## Problem to solve
Gather every line of the items below that contains the string "positive", treating uppercase and lowercase as different.

::::

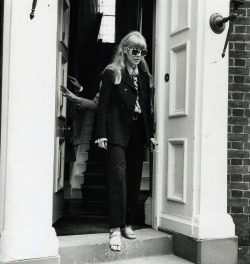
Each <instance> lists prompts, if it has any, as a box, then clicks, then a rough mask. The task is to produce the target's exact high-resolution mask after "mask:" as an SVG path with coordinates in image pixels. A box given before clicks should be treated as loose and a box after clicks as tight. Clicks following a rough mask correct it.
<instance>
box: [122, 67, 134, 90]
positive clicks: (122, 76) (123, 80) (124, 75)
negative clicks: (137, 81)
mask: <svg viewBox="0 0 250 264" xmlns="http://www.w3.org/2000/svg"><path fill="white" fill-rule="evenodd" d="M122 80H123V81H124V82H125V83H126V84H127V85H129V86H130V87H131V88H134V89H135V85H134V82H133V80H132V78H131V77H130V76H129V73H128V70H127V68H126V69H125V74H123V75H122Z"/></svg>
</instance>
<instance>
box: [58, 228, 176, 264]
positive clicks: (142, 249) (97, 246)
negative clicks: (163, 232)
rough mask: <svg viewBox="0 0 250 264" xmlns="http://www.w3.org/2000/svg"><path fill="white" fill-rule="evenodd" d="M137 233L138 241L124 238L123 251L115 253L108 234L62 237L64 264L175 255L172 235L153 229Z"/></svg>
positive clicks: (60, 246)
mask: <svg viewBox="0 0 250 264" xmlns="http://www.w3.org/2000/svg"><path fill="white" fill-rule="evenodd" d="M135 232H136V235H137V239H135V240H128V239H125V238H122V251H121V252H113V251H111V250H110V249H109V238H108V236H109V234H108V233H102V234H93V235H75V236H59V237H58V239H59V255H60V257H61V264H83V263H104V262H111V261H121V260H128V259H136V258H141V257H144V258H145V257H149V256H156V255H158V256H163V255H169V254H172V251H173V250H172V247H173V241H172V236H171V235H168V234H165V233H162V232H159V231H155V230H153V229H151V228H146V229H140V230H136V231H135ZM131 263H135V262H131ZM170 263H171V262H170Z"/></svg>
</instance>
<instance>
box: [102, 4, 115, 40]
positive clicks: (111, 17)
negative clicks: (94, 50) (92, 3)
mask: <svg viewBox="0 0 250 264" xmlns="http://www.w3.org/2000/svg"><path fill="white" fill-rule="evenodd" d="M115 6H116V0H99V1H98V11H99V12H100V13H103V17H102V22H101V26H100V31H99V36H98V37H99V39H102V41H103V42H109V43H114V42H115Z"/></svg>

::::

## Output below
positive clicks: (122, 76) (123, 80) (124, 75)
positive clicks: (142, 249) (97, 246)
positive clicks: (60, 246)
positive clicks: (111, 17)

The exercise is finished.